▸ DOCUMENT SECTION:
Bauxite is somewhat of a boutique offering on the ASX as pure exposure to the aluminium raw material through listed companies is limited.

Rio Tinto, Alcoa and South32 are the biggest producers of the stuff on the ASX but if it is pure exposure the punter wants, they have to go further down the market cap ranks.

As it is, it is a good time to take a look at what is on offer as prices for bauxite from the two major exporting nations – Guinea in West Africa and Australia – have just hit record levels of $US80/t and $US64.50/t, respectively.

So its happy days for the companies on the ASX with bauxite exposure. But first some background on what is going on with bauxite and its end product sisters of alumina and aluminium.

It takes 4-5t of bauxite to make the 2t of alumina needed to produce 1t of aluminium. So what is happening in the bauxite market ends up having an impact on prices for alumina and aluminium.

While aluminium is nice and strong at $US2,558/t – it compares with the June half average of $US2,358/t –  there is nothing special about the price at the moment.

Prices for bauxite and alumina on the other hand have been going gangbusters. Alumina too is at record levels of $US677/t in the market that matters most when it comes to all things aluminium – China.

A 10-year average for alumina is about $US330/t and it usually trades at 15-17% of the aluminium price which would currently equate to about $US385/t. But here we are and its approaching $US700/t.

Whether the rising cost of bauxite and alumina rubs off on aluminium in a meaningful way remains to be seen. It is likely it will.

 

We have lift off

As for the recent take-off in bauxite and alumina, it’s all about supply side issues. Guinea supplies about 70% of China’s alumina refinery needs and it recently spooked the market by putting a customs block on a big producer/exporter.

While a customs block was the stated reason for halting the producer’s exports, there is no doubt that Guinea is on a warpath to extract greater value from its bauxite industry, including a push to have its own value-added alumina industry.

▸ EXERCISE SET:
[1] In the bauxite article, what share of China's alumina refinery needs does Guinea supply?
[2] Please retype the part of the bauxite article starting at "While aluminium is" and ending at "at the moment.".
The lines after this point have nothing to do with the bauxite article.

▸ MATERIAL:
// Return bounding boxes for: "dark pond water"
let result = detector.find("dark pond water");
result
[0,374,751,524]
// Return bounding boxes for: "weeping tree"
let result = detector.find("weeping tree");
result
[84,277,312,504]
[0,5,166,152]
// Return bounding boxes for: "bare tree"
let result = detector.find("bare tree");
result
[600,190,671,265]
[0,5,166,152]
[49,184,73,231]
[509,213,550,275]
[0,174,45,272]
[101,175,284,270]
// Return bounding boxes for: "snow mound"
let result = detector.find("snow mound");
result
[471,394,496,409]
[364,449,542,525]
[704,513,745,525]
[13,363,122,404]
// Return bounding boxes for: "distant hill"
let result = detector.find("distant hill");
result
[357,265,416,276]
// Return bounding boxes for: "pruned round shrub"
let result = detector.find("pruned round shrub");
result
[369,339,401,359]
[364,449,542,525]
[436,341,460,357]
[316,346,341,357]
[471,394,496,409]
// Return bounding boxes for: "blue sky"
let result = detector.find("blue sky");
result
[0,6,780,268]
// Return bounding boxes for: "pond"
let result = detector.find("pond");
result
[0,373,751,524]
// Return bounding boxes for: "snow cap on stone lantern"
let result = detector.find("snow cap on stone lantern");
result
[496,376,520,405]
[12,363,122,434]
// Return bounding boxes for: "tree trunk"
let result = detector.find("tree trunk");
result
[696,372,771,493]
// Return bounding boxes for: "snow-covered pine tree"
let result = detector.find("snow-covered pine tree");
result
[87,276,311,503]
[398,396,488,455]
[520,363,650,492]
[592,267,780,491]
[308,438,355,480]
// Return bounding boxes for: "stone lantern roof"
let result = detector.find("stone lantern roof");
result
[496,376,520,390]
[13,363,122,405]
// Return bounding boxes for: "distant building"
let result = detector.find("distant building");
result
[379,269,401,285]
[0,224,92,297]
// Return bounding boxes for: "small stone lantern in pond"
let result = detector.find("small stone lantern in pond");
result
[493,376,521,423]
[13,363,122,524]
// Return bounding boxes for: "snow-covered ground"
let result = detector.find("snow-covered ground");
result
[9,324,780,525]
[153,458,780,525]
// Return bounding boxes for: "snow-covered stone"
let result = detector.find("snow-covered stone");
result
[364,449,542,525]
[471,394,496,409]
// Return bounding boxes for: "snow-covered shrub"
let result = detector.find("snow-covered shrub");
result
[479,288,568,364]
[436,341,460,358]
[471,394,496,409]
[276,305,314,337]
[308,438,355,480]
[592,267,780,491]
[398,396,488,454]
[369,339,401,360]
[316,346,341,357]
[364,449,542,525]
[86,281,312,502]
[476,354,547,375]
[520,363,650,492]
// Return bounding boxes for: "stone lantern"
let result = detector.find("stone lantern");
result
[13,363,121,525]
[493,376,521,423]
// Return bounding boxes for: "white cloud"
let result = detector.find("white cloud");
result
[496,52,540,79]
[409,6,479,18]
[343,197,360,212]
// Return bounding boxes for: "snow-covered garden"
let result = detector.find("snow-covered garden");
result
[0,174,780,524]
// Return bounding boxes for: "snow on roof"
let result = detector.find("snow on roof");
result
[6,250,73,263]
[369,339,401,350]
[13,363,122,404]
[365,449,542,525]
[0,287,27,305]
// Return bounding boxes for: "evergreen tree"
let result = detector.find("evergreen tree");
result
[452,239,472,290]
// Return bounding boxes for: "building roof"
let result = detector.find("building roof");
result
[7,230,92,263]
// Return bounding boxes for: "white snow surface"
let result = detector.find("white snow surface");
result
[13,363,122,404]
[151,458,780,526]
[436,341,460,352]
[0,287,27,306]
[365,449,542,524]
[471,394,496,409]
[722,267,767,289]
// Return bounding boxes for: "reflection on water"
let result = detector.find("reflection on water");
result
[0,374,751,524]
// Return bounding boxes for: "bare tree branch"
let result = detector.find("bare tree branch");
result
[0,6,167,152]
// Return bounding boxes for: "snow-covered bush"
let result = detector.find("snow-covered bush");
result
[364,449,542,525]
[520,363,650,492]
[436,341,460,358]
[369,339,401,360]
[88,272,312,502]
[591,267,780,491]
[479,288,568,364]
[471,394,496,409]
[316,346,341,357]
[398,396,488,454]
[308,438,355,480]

▸ WRITTEN ANSWERS:
[1] About 70%.

[2]
While aluminium is nice and strong at $US2,558/t – it compares with the June half average of $US2,358/t –  there is nothing special about the price at the moment.